— REQUIRED TASKS —
1 > Answer these questions using the article on low-carb diets for gestational diabetes.
(a) How many pregnant women did the researchers divide into two groups?
(b) What share of total calories came from carbohydrates in the control diet?
(c) In which journal was the study published?
2 > Return, word for word, the passage of the article on low-carb diets for gestational diabetes that runs from "The researchers also" up to and including "the control diet.".

A recent study found that reducing carbohydrates in a pregnant woman's diet did not appear to influence her treatment for gestational diabetes.
The same number of women in a low carb diet group and a regular diet group ended up needing insulin for their condition.
"Attend all prenatal appointments."
The study, led by Cristina Moreno-Castilla, MSc, RD, of Department of Endocrinology and Nutrition at Spain's Hospital Universitari Arnau de Vilanova, aimed to learn whether a low carbohydrate diet was effective for women with gestational diabetes.
The researchers divided 152 pregnant women with gestational diabetes into two groups. One group was assigned to follow a low carbohydrate diet where only 40 percent of the women's calories came from carbs.
The other group followed a control diet in which 55 percent of the total calories came from carbohydrates.
Both groups' diets included approximately 20 percent protein. The total calorie amounts, which were at least 1,800 calories, were determined for each woman based on her pre-pregnancy weight.
The women's diets were confirmed on three different days during the study period and adjusted if necessary. After the first assessment, both groups were eating fewer carbohydrates than they had been prescribed, so they received dietary counseling so that they were at the target amount by the second assessment.
The women began the diets at their diagnosis of gestational diabetes, and the researchers compared the groups according to how many women in each group ended up requiring insulin treatment.
A total of 41 women in each group, or 54.7 percent of each group, required insulin treatment. With the same percentage of women in both groups needing treatment, the researchers concluded that the low carbohydrate diet did not prevent women from requiring insulin treatment.
When the researchers made adjustments to account for differences between the personal characteristics and demographics of the women in both groups, they still found that the low carb diet did not appear to make a difference in a woman's need for insulin.
The researchers also compared pregnancy outcomes among the women and found no differences between those on the low carb diet and those on the control diet.
The study was published April 5 in the journal Diabetes Care. Information regarding funding was not available. The authors reported no conflicts of interest.

[Annotated photo localization data]

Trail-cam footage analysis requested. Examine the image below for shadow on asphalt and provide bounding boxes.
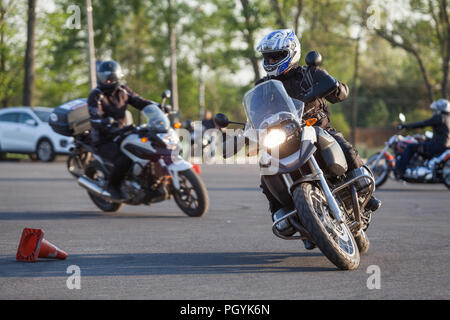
[0,252,338,278]
[0,211,192,221]
[0,177,74,182]
[375,188,448,193]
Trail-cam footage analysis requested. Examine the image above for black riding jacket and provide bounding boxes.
[256,66,349,129]
[405,112,450,148]
[88,85,156,143]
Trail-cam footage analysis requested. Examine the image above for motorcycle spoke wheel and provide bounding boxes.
[173,169,208,217]
[293,183,360,270]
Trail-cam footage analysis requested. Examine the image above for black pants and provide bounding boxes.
[260,128,364,213]
[395,141,446,175]
[97,142,131,188]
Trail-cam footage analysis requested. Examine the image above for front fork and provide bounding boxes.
[370,143,395,171]
[282,156,344,224]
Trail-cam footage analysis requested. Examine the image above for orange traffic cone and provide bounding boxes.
[192,164,202,174]
[16,228,67,262]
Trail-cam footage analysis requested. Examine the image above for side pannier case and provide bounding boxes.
[49,99,91,137]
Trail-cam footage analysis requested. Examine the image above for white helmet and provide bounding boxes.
[430,99,450,112]
[256,29,301,77]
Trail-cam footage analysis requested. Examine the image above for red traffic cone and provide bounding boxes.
[16,228,67,262]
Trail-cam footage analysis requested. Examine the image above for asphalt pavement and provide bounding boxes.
[0,161,450,300]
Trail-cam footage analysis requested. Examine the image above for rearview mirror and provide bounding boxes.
[305,51,322,67]
[162,90,172,99]
[25,119,37,127]
[214,113,230,128]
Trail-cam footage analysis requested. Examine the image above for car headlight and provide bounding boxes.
[264,129,286,149]
[158,129,180,149]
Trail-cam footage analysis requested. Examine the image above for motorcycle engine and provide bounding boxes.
[120,180,145,204]
[405,167,433,180]
[337,167,372,208]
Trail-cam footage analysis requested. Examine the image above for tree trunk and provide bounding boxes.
[351,38,360,145]
[271,0,287,29]
[294,0,303,36]
[241,0,261,81]
[168,0,179,114]
[86,0,97,90]
[440,0,450,99]
[22,0,37,107]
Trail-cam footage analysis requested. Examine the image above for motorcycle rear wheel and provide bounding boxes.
[366,153,390,188]
[293,183,360,270]
[442,159,450,189]
[173,169,209,217]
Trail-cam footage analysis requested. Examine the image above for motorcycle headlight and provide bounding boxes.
[158,129,180,149]
[263,129,287,149]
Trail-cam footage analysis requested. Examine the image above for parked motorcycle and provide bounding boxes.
[366,114,450,188]
[215,80,375,270]
[50,91,209,217]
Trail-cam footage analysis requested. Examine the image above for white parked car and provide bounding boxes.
[0,107,73,162]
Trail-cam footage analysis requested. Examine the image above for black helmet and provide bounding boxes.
[97,60,123,92]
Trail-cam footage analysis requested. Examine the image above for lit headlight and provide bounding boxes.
[264,129,286,149]
[158,129,180,149]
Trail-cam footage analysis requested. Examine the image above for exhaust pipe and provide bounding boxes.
[77,177,121,202]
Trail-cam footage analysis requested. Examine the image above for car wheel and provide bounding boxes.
[36,139,55,162]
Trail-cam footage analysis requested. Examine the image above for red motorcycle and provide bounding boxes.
[366,114,450,189]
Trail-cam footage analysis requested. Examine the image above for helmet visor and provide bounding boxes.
[97,71,120,84]
[263,51,289,64]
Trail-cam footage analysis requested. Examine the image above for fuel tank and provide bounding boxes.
[314,127,348,176]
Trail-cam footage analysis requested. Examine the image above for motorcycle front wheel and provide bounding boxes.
[366,153,390,188]
[293,183,360,270]
[173,169,209,217]
[66,151,91,178]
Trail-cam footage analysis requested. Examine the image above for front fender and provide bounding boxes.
[167,159,193,190]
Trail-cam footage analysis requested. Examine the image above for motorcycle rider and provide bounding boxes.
[88,60,159,199]
[248,29,381,249]
[395,99,450,178]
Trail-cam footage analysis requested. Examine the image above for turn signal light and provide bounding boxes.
[305,118,317,127]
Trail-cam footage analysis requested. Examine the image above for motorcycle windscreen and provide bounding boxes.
[243,80,304,130]
[142,104,170,132]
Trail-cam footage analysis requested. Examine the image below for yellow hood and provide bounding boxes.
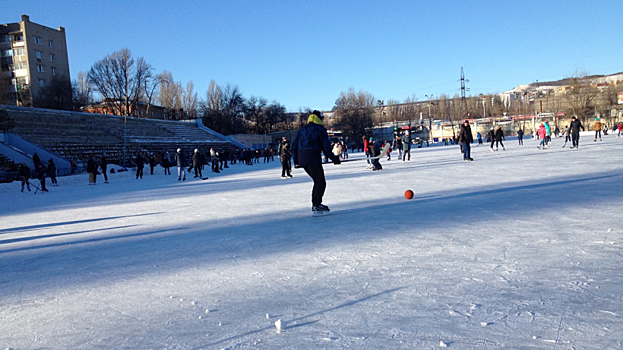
[307,114,322,125]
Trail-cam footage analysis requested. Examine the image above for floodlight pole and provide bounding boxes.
[123,115,128,171]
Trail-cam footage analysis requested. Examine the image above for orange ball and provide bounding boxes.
[405,190,413,199]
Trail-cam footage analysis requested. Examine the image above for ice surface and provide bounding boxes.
[0,133,623,349]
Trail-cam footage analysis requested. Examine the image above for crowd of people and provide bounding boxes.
[18,152,58,192]
[18,115,623,200]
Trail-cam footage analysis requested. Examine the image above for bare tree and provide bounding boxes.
[89,48,153,116]
[563,72,599,124]
[243,96,268,134]
[159,71,183,119]
[33,76,73,110]
[264,101,288,132]
[222,83,247,134]
[334,87,376,147]
[73,72,93,108]
[182,81,199,119]
[199,80,223,132]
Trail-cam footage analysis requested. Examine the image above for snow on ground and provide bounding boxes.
[0,133,623,350]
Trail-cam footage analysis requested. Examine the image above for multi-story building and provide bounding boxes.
[0,15,71,106]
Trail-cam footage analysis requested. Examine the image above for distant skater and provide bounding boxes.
[175,148,186,181]
[569,116,584,149]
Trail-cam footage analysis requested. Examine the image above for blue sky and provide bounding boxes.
[0,0,623,111]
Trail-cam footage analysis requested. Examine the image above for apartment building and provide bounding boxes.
[0,15,71,106]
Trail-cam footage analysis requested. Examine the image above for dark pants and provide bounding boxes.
[372,158,383,170]
[402,149,411,162]
[303,162,327,205]
[571,131,580,147]
[462,143,472,160]
[281,159,292,176]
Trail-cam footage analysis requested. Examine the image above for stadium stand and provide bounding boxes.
[0,106,241,171]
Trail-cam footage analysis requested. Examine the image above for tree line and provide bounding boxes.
[0,48,623,140]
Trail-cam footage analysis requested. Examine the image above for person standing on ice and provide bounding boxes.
[569,116,584,148]
[100,154,108,184]
[495,125,506,151]
[543,121,552,147]
[19,163,30,192]
[459,120,474,162]
[278,136,292,179]
[292,110,340,214]
[487,128,495,152]
[517,129,523,146]
[536,123,547,149]
[175,148,186,181]
[593,118,603,142]
[87,156,98,185]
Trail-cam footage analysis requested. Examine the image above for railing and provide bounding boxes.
[0,166,86,183]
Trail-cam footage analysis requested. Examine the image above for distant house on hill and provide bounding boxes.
[81,100,188,120]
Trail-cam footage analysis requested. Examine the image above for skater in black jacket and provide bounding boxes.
[368,137,383,171]
[175,148,186,181]
[569,116,584,148]
[292,111,340,214]
[19,163,30,192]
[459,120,472,162]
[279,136,292,179]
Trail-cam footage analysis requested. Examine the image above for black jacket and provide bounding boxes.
[459,124,474,144]
[292,114,340,167]
[569,119,584,134]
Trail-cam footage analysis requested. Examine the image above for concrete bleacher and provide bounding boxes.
[0,106,237,164]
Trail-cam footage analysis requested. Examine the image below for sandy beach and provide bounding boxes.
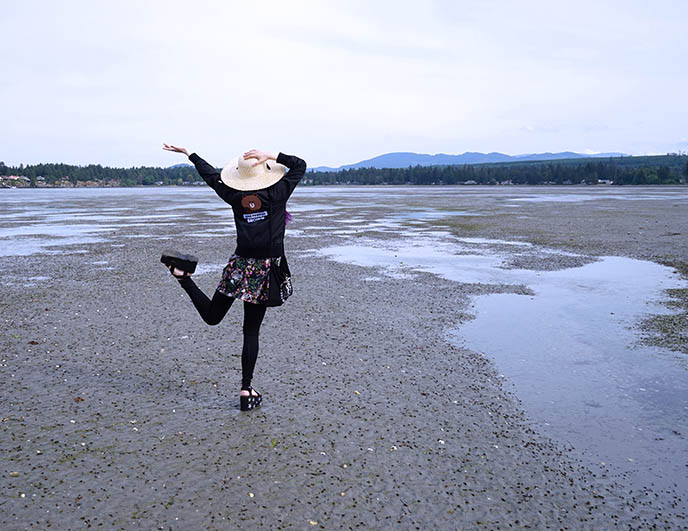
[0,187,688,529]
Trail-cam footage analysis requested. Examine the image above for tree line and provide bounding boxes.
[308,155,688,185]
[0,154,688,186]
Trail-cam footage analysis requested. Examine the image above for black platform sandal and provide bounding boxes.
[160,251,198,278]
[239,387,263,411]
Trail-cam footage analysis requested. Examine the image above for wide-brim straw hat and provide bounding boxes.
[220,156,287,191]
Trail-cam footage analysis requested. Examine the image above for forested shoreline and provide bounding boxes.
[0,154,688,188]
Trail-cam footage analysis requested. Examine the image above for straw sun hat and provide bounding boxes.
[220,156,287,191]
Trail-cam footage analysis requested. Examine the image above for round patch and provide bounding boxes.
[241,194,263,212]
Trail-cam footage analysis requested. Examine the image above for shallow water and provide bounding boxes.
[0,187,688,498]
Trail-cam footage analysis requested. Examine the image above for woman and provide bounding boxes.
[160,144,306,411]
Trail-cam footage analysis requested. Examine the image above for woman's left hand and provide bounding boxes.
[244,149,277,166]
[162,144,189,157]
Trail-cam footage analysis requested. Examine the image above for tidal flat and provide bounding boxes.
[0,186,688,529]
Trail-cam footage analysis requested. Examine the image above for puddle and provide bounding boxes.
[451,257,688,492]
[312,235,688,502]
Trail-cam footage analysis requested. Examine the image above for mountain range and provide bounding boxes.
[309,151,625,171]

— EXPECTED OUTPUTS —
1 >
(a) 152
(b) 55 percent
(c) Diabetes Care

2 >
The researchers also compared pregnancy outcomes among the women and found no differences between those on the low carb diet and those on the control diet.